[REQUIRED ACTION]: All lines at or after the one containing "positive clicks: (371, 332)", up to the last line of the material, must be repeated exactly, and no others.
── EXTRACTED DATA
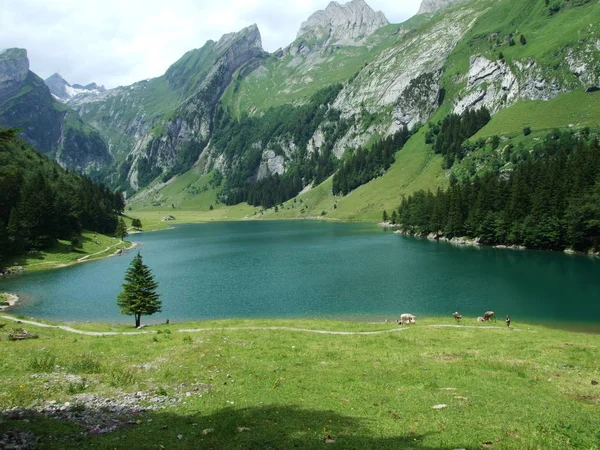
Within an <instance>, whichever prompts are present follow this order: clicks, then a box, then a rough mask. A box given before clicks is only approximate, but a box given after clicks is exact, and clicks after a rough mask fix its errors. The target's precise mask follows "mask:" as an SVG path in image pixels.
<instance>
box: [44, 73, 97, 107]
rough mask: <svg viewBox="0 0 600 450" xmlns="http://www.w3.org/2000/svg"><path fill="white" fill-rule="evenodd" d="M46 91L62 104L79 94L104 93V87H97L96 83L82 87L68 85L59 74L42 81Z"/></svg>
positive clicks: (69, 84) (83, 86) (46, 78)
mask: <svg viewBox="0 0 600 450" xmlns="http://www.w3.org/2000/svg"><path fill="white" fill-rule="evenodd" d="M44 83H45V84H46V86H48V89H50V92H51V93H52V95H54V97H56V98H57V99H58V100H60V101H62V102H66V101H67V100H70V99H72V98H73V97H75V96H76V95H79V94H81V93H86V94H87V93H100V92H104V91H106V89H105V88H104V86H100V87H98V85H97V84H96V83H90V84H88V85H85V86H82V85H80V84H73V85H71V84H69V82H68V81H67V80H65V79H64V78H63V77H62V76H60V74H58V73H54V74H52V75H51V76H50V77H48V78H46V79H45V80H44Z"/></svg>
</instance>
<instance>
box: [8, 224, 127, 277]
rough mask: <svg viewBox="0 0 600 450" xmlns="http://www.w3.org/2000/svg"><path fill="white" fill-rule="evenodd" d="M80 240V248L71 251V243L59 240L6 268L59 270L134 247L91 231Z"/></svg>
mask: <svg viewBox="0 0 600 450" xmlns="http://www.w3.org/2000/svg"><path fill="white" fill-rule="evenodd" d="M80 238H81V246H79V247H76V248H71V249H70V246H71V242H69V241H65V240H59V241H58V242H57V243H56V244H55V245H54V246H53V247H52V248H49V249H47V250H42V251H38V252H28V253H25V254H23V255H20V256H15V257H11V258H10V259H9V260H8V261H7V264H5V266H6V267H7V268H8V269H14V268H16V267H22V268H23V271H25V272H34V271H35V272H37V271H41V270H50V269H58V268H61V267H68V266H72V265H74V264H78V263H81V262H87V261H94V260H97V259H102V258H107V257H109V256H114V255H115V254H117V252H118V251H119V250H128V249H130V248H132V247H133V246H134V244H133V243H132V242H128V241H121V240H120V239H118V238H115V237H110V236H106V235H103V234H99V233H94V232H91V231H84V232H83V233H82V234H81V237H80Z"/></svg>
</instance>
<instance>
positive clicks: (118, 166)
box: [68, 25, 266, 189]
mask: <svg viewBox="0 0 600 450" xmlns="http://www.w3.org/2000/svg"><path fill="white" fill-rule="evenodd" d="M265 55H266V54H265V52H264V51H263V49H262V42H261V36H260V32H259V31H258V28H257V27H256V25H252V26H249V27H247V28H244V29H243V30H241V31H239V32H237V33H229V34H226V35H224V36H223V37H221V39H220V40H219V41H218V42H214V41H208V42H207V43H206V44H205V45H204V46H203V47H202V48H199V49H195V50H191V51H189V52H187V53H186V54H185V55H184V56H183V57H181V58H180V59H179V60H178V61H177V62H175V63H174V64H173V65H172V66H171V67H170V68H169V69H168V70H167V71H166V73H165V74H164V75H163V76H161V77H158V78H153V79H149V80H145V81H141V82H138V83H135V84H133V85H131V86H126V87H118V88H116V89H110V90H107V91H105V92H102V93H98V94H89V95H86V94H81V95H78V96H76V97H74V98H72V99H71V100H70V101H69V102H68V104H69V105H70V106H71V107H73V108H75V109H76V110H77V111H78V112H79V114H80V115H81V116H82V117H83V118H84V119H85V120H86V121H87V122H89V123H90V124H92V125H93V126H94V127H96V128H98V129H99V130H100V131H101V132H102V133H103V134H104V136H106V137H107V139H108V142H109V144H110V146H111V151H112V153H113V155H115V158H116V160H117V163H118V166H117V168H116V170H115V171H114V173H113V176H112V177H111V178H110V180H109V181H110V182H111V183H112V184H113V185H119V184H120V185H122V187H123V188H124V189H127V188H129V189H131V188H133V189H138V188H139V187H143V186H146V185H147V184H148V183H149V182H151V181H152V180H153V179H154V178H156V177H157V176H158V175H162V176H166V175H167V174H169V173H173V174H176V173H182V172H184V171H185V170H187V169H189V168H190V167H191V166H192V165H193V164H194V162H195V161H196V160H197V159H198V157H199V155H200V153H201V151H202V150H203V149H204V147H205V146H206V145H207V143H208V141H209V140H210V133H211V129H212V120H213V113H214V110H215V107H216V104H217V102H218V101H219V99H220V97H221V95H222V93H223V91H224V90H225V89H226V88H227V86H229V84H230V83H231V80H232V77H233V74H234V73H235V72H236V71H237V70H239V69H240V68H242V67H246V68H247V67H249V66H250V65H251V64H252V63H253V62H254V61H257V60H259V59H260V58H262V57H264V56H265Z"/></svg>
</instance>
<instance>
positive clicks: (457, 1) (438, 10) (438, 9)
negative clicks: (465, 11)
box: [417, 0, 466, 14]
mask: <svg viewBox="0 0 600 450" xmlns="http://www.w3.org/2000/svg"><path fill="white" fill-rule="evenodd" d="M464 1H466V0H423V1H422V2H421V6H420V7H419V11H418V12H417V14H430V13H435V12H437V11H439V10H441V9H444V8H447V7H448V6H451V5H453V4H455V3H459V2H464Z"/></svg>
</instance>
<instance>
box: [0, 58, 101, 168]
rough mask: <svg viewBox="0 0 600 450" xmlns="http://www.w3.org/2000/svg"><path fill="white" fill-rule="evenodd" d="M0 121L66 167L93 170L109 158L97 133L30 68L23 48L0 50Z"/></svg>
mask: <svg viewBox="0 0 600 450" xmlns="http://www.w3.org/2000/svg"><path fill="white" fill-rule="evenodd" d="M0 125H2V126H4V127H8V128H18V129H20V130H21V137H23V138H24V139H25V140H26V141H27V142H29V143H30V144H31V145H33V146H34V147H35V148H36V149H38V150H39V151H40V152H42V153H45V154H47V155H48V156H49V157H50V158H52V159H55V160H56V161H57V162H58V163H59V164H61V165H62V166H63V167H67V168H69V169H75V170H77V171H80V172H86V173H92V172H97V171H98V170H100V169H102V168H104V167H106V166H107V165H108V164H109V163H110V161H111V156H110V153H109V151H108V147H107V146H106V144H105V143H104V141H103V139H102V137H101V136H100V134H99V133H98V132H97V131H96V130H94V129H93V128H91V127H90V126H89V125H87V124H85V123H84V121H83V120H82V119H81V118H80V117H79V116H78V114H77V113H76V112H75V111H73V110H72V109H71V108H69V107H68V106H66V105H63V104H61V103H59V102H58V101H56V100H55V99H54V98H53V97H52V94H51V93H50V91H49V89H48V87H47V86H46V85H45V84H44V82H43V80H42V79H41V78H40V77H38V76H37V75H36V74H34V73H33V72H31V71H30V70H29V59H28V58H27V51H26V50H24V49H8V50H3V51H2V52H0Z"/></svg>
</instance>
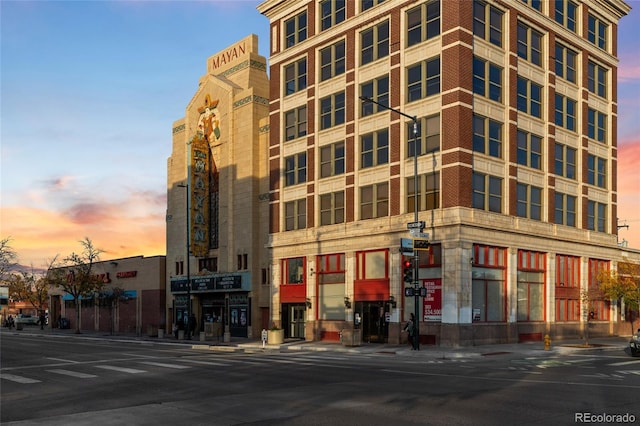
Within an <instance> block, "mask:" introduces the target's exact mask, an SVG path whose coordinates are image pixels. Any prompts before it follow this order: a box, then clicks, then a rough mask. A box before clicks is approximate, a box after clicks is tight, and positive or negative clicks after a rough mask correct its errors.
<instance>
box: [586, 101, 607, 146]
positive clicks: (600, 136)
mask: <svg viewBox="0 0 640 426" xmlns="http://www.w3.org/2000/svg"><path fill="white" fill-rule="evenodd" d="M606 122H607V116H606V115H605V114H604V113H602V112H600V111H596V110H594V109H591V108H589V109H588V110H587V136H589V137H590V138H591V139H594V140H597V141H598V142H602V143H606V142H607V139H606V138H607V127H606V126H607V124H606Z"/></svg>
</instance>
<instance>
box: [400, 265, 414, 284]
mask: <svg viewBox="0 0 640 426" xmlns="http://www.w3.org/2000/svg"><path fill="white" fill-rule="evenodd" d="M402 274H403V277H404V278H403V279H404V282H406V283H412V282H413V278H414V277H413V262H412V261H410V260H405V261H404V263H403V264H402Z"/></svg>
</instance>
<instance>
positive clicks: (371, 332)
mask: <svg viewBox="0 0 640 426" xmlns="http://www.w3.org/2000/svg"><path fill="white" fill-rule="evenodd" d="M355 305H356V309H355V313H354V314H355V316H356V318H360V327H361V328H362V341H363V342H369V343H385V342H386V341H387V338H388V337H389V323H387V312H386V309H388V308H387V306H388V305H387V304H386V303H385V302H384V301H382V300H380V301H374V302H356V304H355ZM355 323H356V324H357V321H356V322H355Z"/></svg>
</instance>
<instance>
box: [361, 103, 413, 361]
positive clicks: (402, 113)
────
[WRITTEN ANSWER]:
positive clicks: (371, 332)
mask: <svg viewBox="0 0 640 426" xmlns="http://www.w3.org/2000/svg"><path fill="white" fill-rule="evenodd" d="M355 305H356V309H355V313H354V314H355V316H356V318H360V327H361V328H362V341H363V342H369V343H385V342H386V341H387V338H388V337H389V323H387V312H386V309H388V308H387V306H388V305H387V304H386V303H385V302H384V301H382V300H380V301H374V302H356V304H355ZM355 323H356V324H357V321H356V322H355Z"/></svg>
</instance>
<instance>
box: [361, 103, 413, 361]
positive clicks: (402, 113)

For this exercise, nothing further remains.